──────── THE RECORDS ────────

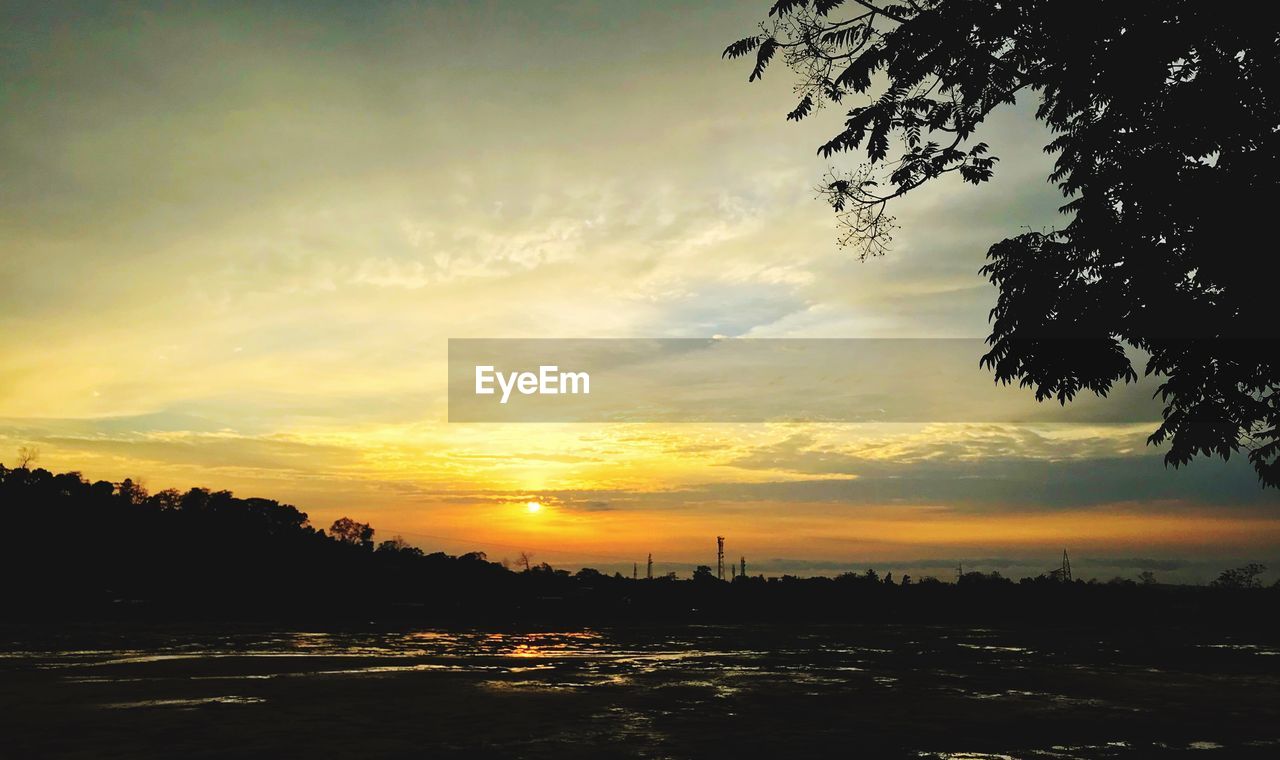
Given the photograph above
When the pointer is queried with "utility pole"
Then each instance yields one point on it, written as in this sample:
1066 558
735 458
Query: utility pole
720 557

────────
──────── THE RECORDS ────────

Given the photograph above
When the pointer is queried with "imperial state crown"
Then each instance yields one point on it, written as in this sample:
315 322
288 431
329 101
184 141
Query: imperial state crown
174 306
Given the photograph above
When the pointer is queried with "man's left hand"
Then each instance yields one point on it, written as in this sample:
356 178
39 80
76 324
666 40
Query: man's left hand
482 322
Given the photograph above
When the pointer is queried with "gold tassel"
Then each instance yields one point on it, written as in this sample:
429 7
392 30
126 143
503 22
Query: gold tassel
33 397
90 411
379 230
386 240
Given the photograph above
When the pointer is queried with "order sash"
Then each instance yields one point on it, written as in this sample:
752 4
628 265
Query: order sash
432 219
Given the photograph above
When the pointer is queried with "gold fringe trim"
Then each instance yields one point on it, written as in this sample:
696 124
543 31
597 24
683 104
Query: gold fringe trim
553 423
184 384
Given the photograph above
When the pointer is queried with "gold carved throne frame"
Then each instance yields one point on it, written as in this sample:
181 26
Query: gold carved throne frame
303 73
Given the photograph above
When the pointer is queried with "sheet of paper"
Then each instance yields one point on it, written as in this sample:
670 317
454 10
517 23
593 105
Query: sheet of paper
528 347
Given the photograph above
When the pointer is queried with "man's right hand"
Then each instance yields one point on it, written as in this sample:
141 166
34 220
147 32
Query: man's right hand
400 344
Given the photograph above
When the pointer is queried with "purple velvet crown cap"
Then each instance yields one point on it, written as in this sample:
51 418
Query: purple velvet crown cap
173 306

────────

WHAT YOU HAVE TO DO
Your answer should be the lines above that contain the word "pointer", copied out.

TASK OUTPUT
When the pointer is queried with "utility pole"
When the pointer is queried with "imperial state crown"
When the pointer is queried with "man's left hand"
When the pointer is queried with "gold tassel"
When the pointer is queried with "order sash"
When the pointer is queried with "gold fringe trim"
When the pointer is queried with "gold carved throne frame"
When the pointer is queried with "sheet of paper"
When the pointer is queried with "man's right hand"
When the pointer is queried with "purple velvet crown cap"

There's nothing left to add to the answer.